_Direction_. Copy the post below about Tree Records singles and Rookie-Sophomore Game starters word for word, from start to finish.

_Passage given_.

I give you "How Tree Records Post Marked Stamps Singles Explain The Likely Rookie-Sophomore Game Starters."  And since there were only nine records, I'll throw in the Charles Bronson/Ice Nine split 7" too!

Rookies
  • Blake Griffin / Postmarked Stamps #4: "Illinois Statehood" featuring Braid "Forever Got Shorter" and The Get Up Kids "I'm a Loner Dottie, A Rebel." Unquestionably the best record in the series, I give this one to Blake Griffin, who's unquestionably the best player in the game. Like The Get Up Kids, Blake's probably destined to have a great early career followed by a steady slide into disappointment and then possibly an attempt to reinvent himself by playing in a new band that apes The Rentals.

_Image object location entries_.
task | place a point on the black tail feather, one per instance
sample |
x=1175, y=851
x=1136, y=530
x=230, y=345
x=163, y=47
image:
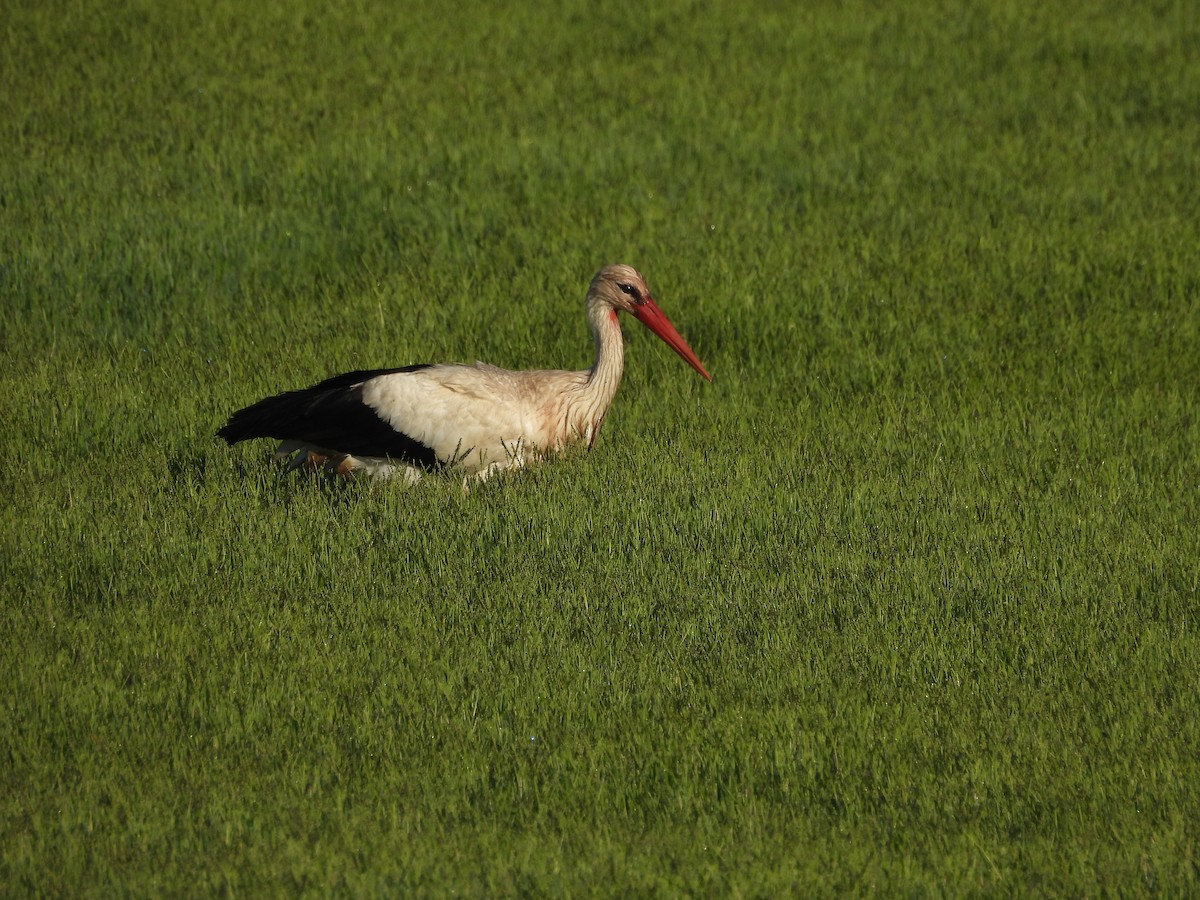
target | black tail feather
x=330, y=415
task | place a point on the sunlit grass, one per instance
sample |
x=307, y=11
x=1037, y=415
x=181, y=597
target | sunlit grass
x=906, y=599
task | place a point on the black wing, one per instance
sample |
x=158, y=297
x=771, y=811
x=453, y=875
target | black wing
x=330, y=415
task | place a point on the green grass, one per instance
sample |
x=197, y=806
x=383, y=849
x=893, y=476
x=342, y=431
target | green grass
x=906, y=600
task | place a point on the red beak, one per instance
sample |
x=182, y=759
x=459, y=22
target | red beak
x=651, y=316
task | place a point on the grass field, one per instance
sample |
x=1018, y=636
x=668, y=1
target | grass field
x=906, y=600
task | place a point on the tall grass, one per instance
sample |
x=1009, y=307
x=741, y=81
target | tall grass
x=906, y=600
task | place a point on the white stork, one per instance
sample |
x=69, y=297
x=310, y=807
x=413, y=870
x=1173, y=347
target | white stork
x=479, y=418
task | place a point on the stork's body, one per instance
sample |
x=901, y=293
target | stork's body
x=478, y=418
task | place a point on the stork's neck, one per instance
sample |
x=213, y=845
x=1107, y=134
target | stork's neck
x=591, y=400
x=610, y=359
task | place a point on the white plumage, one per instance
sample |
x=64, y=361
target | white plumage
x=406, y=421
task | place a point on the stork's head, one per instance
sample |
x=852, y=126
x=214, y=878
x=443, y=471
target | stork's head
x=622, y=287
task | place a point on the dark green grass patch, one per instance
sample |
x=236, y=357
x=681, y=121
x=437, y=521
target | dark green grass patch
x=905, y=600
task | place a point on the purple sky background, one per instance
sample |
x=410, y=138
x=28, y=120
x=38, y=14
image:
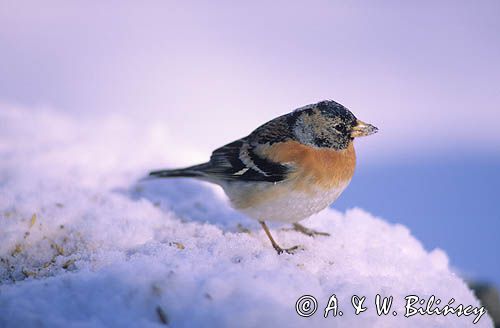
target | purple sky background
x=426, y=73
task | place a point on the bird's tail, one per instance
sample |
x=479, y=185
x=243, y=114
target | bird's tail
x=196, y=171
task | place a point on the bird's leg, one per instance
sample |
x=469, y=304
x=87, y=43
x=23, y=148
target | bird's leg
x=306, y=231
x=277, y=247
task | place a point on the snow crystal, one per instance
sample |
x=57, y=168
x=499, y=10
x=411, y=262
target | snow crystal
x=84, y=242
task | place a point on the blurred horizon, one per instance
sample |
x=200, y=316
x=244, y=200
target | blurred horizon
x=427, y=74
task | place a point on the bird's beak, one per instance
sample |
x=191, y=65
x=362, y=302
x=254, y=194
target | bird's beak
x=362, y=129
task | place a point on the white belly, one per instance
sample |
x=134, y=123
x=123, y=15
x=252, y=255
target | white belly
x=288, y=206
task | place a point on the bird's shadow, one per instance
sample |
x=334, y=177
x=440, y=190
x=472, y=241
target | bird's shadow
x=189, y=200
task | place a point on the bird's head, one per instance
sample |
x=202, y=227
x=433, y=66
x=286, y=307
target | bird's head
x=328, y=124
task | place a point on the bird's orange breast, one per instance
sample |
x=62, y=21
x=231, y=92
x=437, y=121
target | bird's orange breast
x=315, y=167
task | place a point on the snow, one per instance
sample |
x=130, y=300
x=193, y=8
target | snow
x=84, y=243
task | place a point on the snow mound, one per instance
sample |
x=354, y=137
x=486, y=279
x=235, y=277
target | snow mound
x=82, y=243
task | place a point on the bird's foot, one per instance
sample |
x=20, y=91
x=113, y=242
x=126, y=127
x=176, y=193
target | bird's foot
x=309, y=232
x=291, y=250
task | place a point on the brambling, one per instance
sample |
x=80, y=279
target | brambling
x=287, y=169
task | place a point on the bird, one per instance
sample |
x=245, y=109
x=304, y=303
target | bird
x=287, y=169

_Answer to the problem_.
I give you "How Tree Records Post Marked Stamps Singles Explain The Likely Rookie-Sophomore Game Starters."  And since there were only nine records, I'll throw in the Charles Bronson/Ice Nine split 7" too!

Rookies
  • Blake Griffin / Postmarked Stamps #4: "Illinois Statehood" featuring Braid "Forever Got Shorter" and The Get Up Kids "I'm a Loner Dottie, A Rebel." Unquestionably the best record in the series, I give this one to Blake Griffin, who's unquestionably the best player in the game. Like The Get Up Kids, Blake's probably destined to have a great early career followed by a steady slide into disappointment and then possibly an attempt to reinvent himself by playing in a new band that apes The Rentals.